Pull out each line in the items below that contains the word "city", and copy those lines unchanged.

**Provided entries**.
□ □ □ □ □ □ □
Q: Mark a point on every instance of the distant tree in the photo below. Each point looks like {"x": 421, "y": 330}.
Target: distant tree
□ □ □ □ □ □ □
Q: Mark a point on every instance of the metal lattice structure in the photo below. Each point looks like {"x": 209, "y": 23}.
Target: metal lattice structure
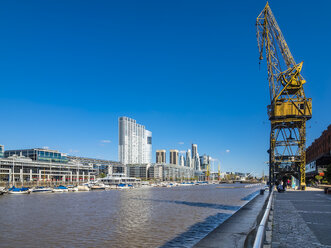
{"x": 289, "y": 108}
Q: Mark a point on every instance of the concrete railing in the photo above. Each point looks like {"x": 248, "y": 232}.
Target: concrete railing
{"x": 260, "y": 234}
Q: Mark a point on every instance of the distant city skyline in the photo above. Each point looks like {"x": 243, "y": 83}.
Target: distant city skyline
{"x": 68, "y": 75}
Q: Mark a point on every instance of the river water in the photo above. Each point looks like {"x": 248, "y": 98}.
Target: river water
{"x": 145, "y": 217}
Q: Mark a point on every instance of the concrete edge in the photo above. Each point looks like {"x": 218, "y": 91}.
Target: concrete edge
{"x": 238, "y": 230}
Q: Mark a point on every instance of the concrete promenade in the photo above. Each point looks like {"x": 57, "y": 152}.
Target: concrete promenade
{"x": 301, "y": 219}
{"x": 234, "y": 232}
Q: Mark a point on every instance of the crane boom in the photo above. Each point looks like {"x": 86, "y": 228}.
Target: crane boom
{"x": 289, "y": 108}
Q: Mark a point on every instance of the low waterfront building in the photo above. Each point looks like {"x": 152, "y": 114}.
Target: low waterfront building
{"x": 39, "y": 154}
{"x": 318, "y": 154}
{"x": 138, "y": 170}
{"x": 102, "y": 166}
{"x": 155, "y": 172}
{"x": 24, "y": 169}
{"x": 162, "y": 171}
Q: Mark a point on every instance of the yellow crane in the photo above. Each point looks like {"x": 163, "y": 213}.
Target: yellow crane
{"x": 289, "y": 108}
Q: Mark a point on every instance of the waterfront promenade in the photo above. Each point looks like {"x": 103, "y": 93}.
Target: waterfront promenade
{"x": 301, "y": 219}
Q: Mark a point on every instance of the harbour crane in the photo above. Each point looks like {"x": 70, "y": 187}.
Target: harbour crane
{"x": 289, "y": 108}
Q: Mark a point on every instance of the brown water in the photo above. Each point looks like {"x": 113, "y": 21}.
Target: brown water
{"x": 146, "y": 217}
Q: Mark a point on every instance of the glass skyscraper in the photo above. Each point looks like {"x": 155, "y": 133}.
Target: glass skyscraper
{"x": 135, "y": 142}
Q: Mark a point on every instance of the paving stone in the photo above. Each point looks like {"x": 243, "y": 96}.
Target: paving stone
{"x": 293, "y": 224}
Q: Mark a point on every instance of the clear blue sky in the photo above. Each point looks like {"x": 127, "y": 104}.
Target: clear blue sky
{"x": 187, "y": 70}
□ □ □ □ □ □ □
**Exercise answer**.
Q: Mark a point on every instance of the distant city skyline in the photo above. Each point looks like {"x": 243, "y": 83}.
Target: distant city skyline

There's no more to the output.